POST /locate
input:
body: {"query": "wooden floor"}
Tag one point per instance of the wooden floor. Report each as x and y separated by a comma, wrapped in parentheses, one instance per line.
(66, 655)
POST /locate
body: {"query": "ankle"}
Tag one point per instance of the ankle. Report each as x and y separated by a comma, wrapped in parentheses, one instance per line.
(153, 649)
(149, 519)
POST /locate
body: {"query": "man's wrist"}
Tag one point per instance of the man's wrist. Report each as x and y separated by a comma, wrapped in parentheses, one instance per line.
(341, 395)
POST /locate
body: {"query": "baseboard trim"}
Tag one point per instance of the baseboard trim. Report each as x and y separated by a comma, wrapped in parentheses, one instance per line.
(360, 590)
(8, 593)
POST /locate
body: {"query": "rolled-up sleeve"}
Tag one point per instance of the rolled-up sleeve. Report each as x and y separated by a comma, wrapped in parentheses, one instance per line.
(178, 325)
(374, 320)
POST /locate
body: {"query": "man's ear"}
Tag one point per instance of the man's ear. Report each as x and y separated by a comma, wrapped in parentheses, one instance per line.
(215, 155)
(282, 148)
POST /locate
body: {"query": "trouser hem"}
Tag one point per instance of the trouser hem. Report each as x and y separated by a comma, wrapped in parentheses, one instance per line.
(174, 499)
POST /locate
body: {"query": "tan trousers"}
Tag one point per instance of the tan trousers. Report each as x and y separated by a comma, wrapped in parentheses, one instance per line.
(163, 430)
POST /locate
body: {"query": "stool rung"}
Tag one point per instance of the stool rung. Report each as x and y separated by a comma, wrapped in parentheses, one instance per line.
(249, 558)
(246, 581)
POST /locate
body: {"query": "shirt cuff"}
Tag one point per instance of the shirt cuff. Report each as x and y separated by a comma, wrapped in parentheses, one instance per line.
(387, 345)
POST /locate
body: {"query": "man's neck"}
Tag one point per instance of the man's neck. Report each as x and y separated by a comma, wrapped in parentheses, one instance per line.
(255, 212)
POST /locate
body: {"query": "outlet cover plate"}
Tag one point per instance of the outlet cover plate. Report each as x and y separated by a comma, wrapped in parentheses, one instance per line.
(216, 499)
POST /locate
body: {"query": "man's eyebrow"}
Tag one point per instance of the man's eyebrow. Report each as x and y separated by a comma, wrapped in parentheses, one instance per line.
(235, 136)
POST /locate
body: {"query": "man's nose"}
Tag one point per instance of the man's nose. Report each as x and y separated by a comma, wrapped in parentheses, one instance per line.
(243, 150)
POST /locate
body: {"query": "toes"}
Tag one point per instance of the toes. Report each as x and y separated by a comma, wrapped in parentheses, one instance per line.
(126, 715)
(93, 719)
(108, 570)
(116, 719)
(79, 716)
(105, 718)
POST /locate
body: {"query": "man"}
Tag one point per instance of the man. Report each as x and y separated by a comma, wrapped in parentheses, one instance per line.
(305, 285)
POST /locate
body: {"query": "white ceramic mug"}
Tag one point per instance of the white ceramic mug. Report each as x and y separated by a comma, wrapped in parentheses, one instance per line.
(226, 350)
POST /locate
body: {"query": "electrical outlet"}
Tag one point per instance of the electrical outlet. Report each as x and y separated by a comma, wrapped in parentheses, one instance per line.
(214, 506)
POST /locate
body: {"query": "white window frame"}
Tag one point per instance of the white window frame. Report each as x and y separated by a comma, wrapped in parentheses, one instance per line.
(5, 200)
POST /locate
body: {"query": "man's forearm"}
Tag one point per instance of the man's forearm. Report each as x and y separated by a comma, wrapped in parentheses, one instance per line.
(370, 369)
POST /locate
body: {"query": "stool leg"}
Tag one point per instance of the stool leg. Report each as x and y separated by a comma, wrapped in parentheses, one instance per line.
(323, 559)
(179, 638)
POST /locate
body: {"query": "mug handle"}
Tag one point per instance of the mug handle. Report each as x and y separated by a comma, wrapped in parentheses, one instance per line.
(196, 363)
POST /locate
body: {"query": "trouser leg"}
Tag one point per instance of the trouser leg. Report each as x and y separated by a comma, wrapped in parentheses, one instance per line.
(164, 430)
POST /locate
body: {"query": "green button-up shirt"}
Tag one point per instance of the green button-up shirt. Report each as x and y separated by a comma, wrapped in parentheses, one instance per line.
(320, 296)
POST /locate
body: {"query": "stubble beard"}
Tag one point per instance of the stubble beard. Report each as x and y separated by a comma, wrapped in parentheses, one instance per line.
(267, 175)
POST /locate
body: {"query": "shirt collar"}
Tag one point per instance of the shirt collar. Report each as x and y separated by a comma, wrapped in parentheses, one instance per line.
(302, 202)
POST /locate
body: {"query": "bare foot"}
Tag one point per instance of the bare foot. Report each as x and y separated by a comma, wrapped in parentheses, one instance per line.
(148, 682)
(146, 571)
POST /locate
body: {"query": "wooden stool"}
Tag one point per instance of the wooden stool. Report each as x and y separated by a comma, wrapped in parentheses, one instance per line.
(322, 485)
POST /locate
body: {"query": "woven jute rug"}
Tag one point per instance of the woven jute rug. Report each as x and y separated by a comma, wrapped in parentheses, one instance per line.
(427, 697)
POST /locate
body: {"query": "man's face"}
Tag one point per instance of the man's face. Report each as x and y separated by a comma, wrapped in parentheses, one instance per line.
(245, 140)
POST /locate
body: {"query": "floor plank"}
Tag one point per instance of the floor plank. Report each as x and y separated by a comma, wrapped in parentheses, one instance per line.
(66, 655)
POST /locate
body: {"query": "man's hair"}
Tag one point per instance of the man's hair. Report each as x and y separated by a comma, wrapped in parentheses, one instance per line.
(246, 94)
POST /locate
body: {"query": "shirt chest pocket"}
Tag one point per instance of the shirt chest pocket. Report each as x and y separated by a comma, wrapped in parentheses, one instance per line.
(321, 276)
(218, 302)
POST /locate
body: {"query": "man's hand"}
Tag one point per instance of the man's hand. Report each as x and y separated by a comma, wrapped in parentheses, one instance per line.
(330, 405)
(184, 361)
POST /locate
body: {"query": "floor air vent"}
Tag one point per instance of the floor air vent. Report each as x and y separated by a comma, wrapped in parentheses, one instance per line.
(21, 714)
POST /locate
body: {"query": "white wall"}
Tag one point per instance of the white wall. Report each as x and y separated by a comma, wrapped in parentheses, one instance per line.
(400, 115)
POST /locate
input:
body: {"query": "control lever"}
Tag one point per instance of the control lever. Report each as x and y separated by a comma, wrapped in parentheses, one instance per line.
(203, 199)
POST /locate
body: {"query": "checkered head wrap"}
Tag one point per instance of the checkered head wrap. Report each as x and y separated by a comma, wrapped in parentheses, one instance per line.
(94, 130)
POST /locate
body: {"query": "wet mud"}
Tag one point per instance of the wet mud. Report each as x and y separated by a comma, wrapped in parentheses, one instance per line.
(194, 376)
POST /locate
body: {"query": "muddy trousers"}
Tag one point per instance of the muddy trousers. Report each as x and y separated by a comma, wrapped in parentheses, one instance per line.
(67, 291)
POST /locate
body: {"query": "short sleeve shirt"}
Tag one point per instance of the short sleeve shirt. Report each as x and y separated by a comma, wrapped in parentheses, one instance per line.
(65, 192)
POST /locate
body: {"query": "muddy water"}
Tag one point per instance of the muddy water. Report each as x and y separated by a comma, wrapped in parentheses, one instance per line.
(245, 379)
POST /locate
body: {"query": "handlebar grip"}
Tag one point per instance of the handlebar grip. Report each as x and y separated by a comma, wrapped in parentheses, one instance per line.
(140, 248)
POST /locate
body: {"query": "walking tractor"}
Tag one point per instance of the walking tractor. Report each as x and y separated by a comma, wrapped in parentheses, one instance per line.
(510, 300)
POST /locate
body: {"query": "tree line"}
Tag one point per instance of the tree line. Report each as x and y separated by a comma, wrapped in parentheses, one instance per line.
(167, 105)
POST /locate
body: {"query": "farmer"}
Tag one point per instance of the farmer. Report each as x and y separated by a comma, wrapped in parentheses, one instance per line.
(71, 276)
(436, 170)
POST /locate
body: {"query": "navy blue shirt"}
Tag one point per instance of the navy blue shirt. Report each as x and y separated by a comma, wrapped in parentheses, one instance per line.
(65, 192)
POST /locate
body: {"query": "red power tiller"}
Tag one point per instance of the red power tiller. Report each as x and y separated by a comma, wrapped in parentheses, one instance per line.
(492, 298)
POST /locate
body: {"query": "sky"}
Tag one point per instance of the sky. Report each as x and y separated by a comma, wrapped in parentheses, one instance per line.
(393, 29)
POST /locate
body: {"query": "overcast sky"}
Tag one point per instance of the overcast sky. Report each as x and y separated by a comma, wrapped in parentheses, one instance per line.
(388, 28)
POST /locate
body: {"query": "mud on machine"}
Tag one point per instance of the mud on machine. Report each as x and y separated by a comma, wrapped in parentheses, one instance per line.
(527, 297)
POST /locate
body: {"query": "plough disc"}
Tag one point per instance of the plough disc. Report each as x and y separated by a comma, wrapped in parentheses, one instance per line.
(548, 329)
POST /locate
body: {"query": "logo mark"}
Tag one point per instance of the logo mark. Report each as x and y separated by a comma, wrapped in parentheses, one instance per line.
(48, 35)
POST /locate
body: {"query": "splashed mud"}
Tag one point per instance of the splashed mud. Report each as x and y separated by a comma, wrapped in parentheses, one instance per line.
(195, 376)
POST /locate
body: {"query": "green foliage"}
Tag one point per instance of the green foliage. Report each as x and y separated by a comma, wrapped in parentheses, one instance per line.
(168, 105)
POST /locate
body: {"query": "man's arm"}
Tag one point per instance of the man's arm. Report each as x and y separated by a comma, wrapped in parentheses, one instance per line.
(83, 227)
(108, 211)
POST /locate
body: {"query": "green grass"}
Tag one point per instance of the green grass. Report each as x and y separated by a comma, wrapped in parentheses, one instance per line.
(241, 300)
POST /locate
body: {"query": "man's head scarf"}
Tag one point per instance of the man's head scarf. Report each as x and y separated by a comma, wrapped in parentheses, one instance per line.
══════
* _Exercise aim_
Search the entries for the word "scarf" and gather every line where it appears.

* _Answer to this problem_
body: {"query": "man's head scarf"}
Tag one point per instance of the man's head scarf. Report each as x and y separated by a comma, wrapped in parentheses, one instance per line.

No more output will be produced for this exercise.